*BRANO DA LEGGERE*.
++++++++++++++++++++
Le dinamiche di coppia ripropongono binari obsoleti: le donne sono “isteriche” quando rivendicano autonomia, o “calcolatrici” quando gestiscono il potere (es. Daniela che mantiene Massimo). Manca una reale esplorazione delle loro motivazioni psicologiche – un giro su Tik Tok mostra sicuramente qualcosa di più divertente realizzata da stand up comedian donne. Quello che risulta abbastanza evidente è che il tema importante della decostruzione della mascolinità tossica è solamente un claim. E neanche riuscito benissimo. All’interno della narrazione c’è anche questa parodia, abbastanza inutile di un corso anti-mascolinità tossica, che fa da fil rouge.
Il percorso di “decostruzione della mascolinità”, guidato dal personaggio di Corrado Fortuna, è trattato come una serie di sketch comici. Le lezioni si riducono a luoghi comuni (“Gli uomini non piangono!”) senza approfondire radici culturali o soluzioni concrete. I protagonisti non evolvono. Massimo (Matteo Martari) resta un narcisista, Riccardo (Montanari) un fedifrago patologico.
La serie giustifica i loro comportamenti come “fragilità“, senza mostrare una reale presa di responsabilità. Le conversazioni sembrano discorsi da TED Talk travestiti da battute (es. monologhi su “il maschilismo è ovunque!”). Manca la spontaneità dei rapporti umani, sostituita da un didascalismo che appesantisce il ritmo.
++++++++++++++++++++
*SEZIONE DATI*.

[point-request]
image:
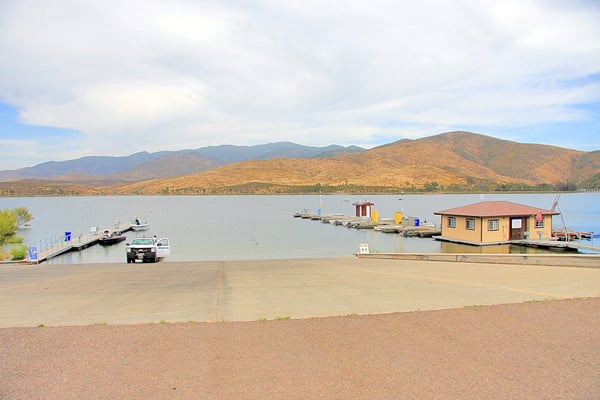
++++++++++++++++++++
*ISTRUZIONE ASSEGNATA*. Trascrivi fedelmente il passo della recensione che inizia con "Le dinamiche di" e termina con "da fil rouge.".

*OUTPUT COMPLETO*.
Le dinamiche di coppia ripropongono binari obsoleti: le donne sono “isteriche” quando rivendicano autonomia, o “calcolatrici” quando gestiscono il potere (es. Daniela che mantiene Massimo). Manca una reale esplorazione delle loro motivazioni psicologiche – un giro su Tik Tok mostra sicuramente qualcosa di più divertente realizzata da stand up comedian donne. Quello che risulta abbastanza evidente è che il tema importante della decostruzione della mascolinità tossica è solamente un claim. E neanche riuscito benissimo. All’interno della narrazione c’è anche questa parodia, abbastanza inutile di un corso anti-mascolinità tossica, che fa da fil rouge.